◆ **Exercise instructions**
Please print each entry below exactly as it reads.

Record excerpts Block Start

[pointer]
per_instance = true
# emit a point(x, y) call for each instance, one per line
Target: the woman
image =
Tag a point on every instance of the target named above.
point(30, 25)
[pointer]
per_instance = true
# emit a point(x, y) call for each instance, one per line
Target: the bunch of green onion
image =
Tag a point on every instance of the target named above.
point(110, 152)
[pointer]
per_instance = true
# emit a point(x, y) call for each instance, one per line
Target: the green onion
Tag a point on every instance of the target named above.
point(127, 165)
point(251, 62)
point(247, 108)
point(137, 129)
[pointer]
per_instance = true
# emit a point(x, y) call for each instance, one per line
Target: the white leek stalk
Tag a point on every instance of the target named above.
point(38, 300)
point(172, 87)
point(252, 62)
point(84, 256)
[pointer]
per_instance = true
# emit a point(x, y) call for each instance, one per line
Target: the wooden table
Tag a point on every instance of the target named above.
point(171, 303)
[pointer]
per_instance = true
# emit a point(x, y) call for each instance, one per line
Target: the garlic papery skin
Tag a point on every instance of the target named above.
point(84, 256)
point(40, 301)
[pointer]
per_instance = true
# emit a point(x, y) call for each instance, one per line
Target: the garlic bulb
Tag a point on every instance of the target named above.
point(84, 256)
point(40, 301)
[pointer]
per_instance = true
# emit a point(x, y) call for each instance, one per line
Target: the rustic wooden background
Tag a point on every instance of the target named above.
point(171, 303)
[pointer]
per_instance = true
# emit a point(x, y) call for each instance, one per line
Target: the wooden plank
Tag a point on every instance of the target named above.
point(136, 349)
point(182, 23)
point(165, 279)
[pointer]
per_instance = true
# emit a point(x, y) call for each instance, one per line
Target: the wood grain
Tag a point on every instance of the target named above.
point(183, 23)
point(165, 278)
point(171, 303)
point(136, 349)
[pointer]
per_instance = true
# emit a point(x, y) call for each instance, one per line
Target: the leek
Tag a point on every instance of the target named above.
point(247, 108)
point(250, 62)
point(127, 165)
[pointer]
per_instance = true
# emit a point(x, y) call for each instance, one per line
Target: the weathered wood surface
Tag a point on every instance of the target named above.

Record excerpts Block End

◆ **Result of the exercise**
[pointer]
per_instance = true
# emit a point(x, y) call for each instance, one per line
Target: the woman
image =
Tag a point on every instance of the target named above.
point(30, 25)
[pointer]
per_instance = true
# emit a point(x, y) call for each instance, one per line
Target: the bunch of green onion
image =
Tag a point on every instance of the target named above.
point(110, 152)
[pointer]
per_instance = true
# emit a point(x, y) call for each instance, one per line
Target: the green onion
Tag a point on every instance of the target named above.
point(127, 165)
point(251, 62)
point(247, 108)
point(137, 129)
[pointer]
per_instance = true
# emit a point(x, y) call for each instance, one per line
Target: the white leek stalk
Tag a point on every instance of the target named above.
point(38, 300)
point(172, 87)
point(252, 62)
point(84, 256)
[pointer]
per_instance = true
# emit a point(x, y) call for each instance, one per line
Target: the wooden table
Tag a point on every instance of the target named above.
point(171, 303)
[pointer]
per_instance = true
# emit a point(x, y) call for each instance, one per line
Target: the garlic papery skin
Tag a point on every instance of the target named above.
point(84, 256)
point(40, 301)
[pointer]
per_instance = true
# emit a point(x, y) call for each instance, one per line
Target: the garlic bulb
Tag a point on every instance of the target named above.
point(84, 256)
point(40, 301)
[pointer]
per_instance = true
# emit a point(x, y) call for each instance, one per line
Target: the rustic wooden background
Tag a point on every instance of the target named above.
point(171, 303)
[pointer]
per_instance = true
# emit a point(x, y) call for each instance, one per line
Target: the wooden plank
Tag a point on every instance of the target named above.
point(136, 349)
point(182, 23)
point(165, 279)
[pointer]
per_instance = true
# emit a point(x, y) call for each instance, one per line
Target: the wood grain
Tag a point on every instance of the target named above.
point(183, 23)
point(165, 278)
point(171, 303)
point(136, 349)
[pointer]
per_instance = true
# emit a point(x, y) call for each instance, one per line
Target: the leek
Tag a point on every instance of the target named above.
point(247, 108)
point(250, 62)
point(127, 165)
[pointer]
per_instance = true
# emit a point(x, y) call for each instance, one per line
Target: the weathered wood surface
Tag a point on every instance of the target named above.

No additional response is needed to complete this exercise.